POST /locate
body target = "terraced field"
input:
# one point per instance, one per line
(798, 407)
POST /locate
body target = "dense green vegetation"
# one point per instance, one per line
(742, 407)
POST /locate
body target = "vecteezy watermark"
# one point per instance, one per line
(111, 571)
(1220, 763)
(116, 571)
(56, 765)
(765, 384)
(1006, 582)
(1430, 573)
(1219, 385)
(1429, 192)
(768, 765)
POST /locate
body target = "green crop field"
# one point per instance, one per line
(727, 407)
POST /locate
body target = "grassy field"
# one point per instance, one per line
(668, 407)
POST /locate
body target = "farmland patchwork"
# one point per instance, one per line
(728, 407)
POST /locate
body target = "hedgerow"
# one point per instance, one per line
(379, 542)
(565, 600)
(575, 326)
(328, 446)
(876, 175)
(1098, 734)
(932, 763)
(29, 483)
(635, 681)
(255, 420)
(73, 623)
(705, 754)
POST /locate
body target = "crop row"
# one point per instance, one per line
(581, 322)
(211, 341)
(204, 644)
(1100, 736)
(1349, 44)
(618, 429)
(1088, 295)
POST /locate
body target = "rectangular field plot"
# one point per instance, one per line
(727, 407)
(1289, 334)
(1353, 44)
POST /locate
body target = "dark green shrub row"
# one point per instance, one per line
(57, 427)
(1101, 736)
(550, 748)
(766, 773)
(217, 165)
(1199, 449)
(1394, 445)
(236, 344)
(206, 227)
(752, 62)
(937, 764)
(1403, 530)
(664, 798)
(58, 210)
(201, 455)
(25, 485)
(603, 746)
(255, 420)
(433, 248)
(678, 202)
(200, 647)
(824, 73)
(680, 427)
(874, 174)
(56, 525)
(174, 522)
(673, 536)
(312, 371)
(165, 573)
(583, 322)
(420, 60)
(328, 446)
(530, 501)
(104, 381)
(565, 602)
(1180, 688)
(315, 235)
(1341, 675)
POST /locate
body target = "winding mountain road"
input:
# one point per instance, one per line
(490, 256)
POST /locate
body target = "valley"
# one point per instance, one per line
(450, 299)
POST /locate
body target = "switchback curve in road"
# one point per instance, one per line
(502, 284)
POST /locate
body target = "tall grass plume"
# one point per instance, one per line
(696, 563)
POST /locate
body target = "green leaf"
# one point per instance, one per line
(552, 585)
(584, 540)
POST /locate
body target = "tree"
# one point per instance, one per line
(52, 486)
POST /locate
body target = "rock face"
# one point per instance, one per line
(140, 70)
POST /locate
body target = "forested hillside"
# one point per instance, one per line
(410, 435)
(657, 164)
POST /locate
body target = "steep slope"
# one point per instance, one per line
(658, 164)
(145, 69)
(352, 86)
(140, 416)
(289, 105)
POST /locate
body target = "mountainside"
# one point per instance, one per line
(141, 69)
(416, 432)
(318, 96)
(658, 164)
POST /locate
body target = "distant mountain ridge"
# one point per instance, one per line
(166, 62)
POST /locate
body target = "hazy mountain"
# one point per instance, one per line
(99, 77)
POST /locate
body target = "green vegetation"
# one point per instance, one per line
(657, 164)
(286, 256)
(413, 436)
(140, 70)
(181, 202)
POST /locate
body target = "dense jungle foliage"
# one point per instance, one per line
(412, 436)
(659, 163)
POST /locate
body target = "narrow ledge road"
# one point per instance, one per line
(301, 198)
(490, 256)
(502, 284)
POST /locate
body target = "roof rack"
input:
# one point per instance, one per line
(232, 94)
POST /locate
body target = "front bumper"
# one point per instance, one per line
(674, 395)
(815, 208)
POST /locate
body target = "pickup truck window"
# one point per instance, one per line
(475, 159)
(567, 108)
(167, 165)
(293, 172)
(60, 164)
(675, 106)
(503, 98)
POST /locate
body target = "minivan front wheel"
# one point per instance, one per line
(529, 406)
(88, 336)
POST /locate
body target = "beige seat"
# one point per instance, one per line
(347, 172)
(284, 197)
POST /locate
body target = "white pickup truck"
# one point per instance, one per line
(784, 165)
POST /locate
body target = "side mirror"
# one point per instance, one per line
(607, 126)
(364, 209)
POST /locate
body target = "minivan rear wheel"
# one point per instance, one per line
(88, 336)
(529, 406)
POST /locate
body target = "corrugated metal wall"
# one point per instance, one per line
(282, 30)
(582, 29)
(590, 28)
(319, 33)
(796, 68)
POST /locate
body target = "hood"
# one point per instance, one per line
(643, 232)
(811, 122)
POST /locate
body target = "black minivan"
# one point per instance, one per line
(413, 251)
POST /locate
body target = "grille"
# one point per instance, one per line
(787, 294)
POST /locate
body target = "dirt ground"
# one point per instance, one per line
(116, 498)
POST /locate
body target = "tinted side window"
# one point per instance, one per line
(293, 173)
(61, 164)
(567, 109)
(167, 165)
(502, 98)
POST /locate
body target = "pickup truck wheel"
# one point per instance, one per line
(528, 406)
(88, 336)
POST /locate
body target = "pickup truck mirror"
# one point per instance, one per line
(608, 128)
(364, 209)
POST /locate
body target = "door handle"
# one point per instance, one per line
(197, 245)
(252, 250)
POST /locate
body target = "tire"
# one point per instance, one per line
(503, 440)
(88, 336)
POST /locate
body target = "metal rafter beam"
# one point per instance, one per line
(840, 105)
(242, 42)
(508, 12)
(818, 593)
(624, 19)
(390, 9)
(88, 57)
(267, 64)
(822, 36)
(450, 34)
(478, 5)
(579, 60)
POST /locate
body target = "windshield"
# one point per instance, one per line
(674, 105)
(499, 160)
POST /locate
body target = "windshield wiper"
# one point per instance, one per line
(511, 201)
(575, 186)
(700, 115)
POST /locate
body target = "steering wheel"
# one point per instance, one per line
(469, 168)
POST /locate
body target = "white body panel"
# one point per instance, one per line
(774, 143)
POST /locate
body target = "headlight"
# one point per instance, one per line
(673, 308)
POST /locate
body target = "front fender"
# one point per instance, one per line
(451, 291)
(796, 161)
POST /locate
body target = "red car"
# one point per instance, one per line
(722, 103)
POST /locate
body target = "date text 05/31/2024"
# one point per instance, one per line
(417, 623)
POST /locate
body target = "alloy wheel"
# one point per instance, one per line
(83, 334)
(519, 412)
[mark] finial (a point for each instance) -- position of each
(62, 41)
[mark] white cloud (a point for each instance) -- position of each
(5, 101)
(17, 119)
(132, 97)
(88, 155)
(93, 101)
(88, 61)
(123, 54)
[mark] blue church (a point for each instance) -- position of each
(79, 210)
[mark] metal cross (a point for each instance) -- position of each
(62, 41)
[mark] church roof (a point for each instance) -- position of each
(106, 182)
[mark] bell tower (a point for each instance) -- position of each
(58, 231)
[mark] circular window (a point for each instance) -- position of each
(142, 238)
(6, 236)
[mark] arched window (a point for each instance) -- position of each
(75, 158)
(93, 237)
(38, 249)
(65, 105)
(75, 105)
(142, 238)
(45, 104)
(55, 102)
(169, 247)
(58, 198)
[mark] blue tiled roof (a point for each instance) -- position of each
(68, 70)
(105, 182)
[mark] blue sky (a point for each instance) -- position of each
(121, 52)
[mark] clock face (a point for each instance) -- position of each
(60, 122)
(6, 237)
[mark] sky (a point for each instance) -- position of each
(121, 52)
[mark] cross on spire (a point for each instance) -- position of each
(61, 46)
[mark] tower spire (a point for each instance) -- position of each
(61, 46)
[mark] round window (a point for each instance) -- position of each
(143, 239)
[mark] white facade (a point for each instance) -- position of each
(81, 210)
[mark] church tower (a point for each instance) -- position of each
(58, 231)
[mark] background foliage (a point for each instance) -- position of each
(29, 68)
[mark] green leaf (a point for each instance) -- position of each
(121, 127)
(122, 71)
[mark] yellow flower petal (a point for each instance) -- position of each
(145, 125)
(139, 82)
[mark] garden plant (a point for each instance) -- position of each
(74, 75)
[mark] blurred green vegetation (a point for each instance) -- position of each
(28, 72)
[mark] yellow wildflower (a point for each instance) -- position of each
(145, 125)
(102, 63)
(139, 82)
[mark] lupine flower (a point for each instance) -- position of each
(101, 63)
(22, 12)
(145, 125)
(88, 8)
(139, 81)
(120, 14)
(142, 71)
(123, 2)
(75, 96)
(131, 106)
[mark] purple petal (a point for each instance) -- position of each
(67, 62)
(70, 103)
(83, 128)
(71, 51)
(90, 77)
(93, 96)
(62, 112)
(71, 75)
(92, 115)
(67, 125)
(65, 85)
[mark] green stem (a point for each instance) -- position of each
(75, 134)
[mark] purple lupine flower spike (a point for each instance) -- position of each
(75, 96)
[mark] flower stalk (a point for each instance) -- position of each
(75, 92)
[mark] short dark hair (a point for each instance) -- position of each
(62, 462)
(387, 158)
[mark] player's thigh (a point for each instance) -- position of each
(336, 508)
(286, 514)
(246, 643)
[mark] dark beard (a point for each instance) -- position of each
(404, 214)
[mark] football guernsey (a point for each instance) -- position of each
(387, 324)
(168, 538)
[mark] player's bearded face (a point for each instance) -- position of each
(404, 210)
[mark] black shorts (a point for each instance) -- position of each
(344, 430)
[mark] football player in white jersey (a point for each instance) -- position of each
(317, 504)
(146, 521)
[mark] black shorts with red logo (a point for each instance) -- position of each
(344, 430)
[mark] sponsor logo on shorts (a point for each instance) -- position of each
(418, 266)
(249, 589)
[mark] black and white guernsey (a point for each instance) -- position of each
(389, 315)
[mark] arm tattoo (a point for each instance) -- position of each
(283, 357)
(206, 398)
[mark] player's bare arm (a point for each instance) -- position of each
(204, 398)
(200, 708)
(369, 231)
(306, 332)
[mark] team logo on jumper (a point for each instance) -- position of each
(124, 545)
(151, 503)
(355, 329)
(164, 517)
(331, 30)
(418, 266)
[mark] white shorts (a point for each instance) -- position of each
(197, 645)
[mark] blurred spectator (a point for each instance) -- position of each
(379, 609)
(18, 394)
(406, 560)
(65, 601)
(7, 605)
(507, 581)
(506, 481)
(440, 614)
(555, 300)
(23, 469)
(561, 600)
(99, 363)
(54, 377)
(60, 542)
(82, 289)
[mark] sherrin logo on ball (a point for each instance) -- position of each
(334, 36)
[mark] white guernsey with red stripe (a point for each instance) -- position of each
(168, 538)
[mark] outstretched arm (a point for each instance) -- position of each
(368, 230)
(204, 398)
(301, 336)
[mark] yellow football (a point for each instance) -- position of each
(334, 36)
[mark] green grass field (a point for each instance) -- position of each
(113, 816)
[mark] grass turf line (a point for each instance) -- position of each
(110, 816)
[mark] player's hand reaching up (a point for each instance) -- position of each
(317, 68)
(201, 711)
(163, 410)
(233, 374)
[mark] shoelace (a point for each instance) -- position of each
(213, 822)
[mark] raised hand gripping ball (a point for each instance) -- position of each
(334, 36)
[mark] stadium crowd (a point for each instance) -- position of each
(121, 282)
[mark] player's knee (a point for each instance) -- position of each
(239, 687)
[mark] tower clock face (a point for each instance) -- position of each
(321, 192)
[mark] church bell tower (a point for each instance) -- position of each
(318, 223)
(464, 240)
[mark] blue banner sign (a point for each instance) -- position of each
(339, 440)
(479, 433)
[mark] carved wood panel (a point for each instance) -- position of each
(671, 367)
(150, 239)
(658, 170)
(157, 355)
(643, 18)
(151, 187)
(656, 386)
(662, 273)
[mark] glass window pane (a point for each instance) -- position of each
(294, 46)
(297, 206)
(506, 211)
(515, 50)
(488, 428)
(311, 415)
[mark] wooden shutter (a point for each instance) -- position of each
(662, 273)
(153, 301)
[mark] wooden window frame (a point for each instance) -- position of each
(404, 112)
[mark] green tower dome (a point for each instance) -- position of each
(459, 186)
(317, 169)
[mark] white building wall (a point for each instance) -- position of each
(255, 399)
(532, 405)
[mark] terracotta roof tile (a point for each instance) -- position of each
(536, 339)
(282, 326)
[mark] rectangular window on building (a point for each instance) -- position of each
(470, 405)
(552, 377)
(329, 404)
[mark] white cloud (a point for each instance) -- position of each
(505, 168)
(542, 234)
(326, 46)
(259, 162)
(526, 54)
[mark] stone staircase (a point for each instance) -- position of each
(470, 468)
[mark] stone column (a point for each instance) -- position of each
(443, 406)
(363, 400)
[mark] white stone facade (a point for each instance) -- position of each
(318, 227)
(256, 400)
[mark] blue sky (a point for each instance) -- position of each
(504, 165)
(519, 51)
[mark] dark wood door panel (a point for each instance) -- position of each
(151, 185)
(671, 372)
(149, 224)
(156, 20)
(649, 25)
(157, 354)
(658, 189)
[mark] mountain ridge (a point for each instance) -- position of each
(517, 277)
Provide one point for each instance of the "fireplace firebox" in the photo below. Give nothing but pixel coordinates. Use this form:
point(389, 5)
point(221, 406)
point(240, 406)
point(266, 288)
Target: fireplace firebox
━━━━
*Problem to solve:* Filter the listing above down to the lines that contain the word "mirror".

*Answer space:*
body target = "side mirror"
body target = "pickup truck mirror"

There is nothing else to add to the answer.